--- start of Extracted information ---

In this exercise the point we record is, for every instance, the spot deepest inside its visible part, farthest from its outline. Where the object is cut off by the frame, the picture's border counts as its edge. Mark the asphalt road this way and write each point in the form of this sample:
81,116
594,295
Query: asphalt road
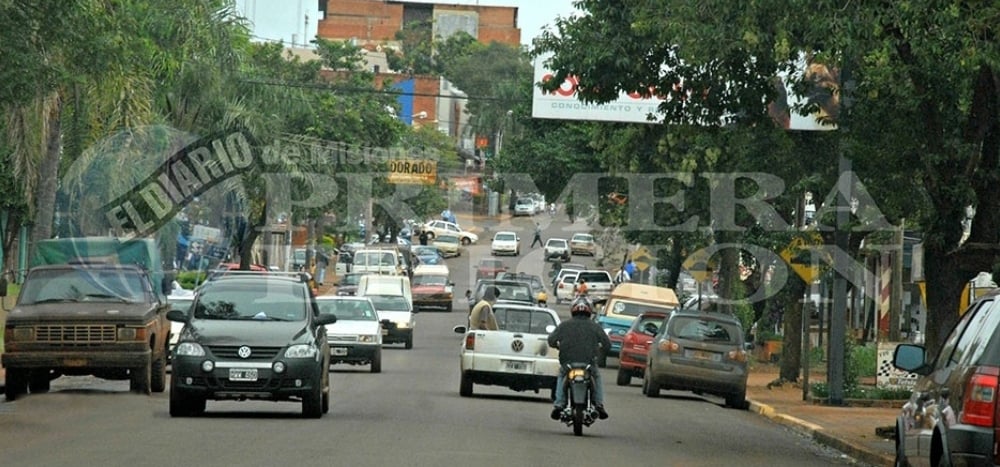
411,414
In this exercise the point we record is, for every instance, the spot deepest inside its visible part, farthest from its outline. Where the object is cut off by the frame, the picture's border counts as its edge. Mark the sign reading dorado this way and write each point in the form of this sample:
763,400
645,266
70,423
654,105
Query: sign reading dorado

--- end of Extracted information ---

- _Aim of the exercise_
Convert every line of the listing above into a JSON list of strings, one string per line, skipping blank lines and leaving out the pictures.

- _Output for this task_
[
  "In this exercise the point we record is, for every instance, the spot deepest inside its visible part, farthest from its outline. Where the object is cut off by the frame, the picture's border counts as its edge. Mark the asphalt road this way and write each point in the form of this sample:",
  "81,116",
  "594,295",
  "Query: asphalt road",
  "411,414",
  "In this exercise the point we record is, for every instance, the spot deepest inside its visible part, farthest from its outline. Where the object is cut off by the frame, the picture's border counts as its edge. Mark the sign reading dorado this way and write each point in the form of this sample:",
  "763,400",
  "645,266",
  "70,423",
  "654,105",
  "Query: sign reading dorado"
]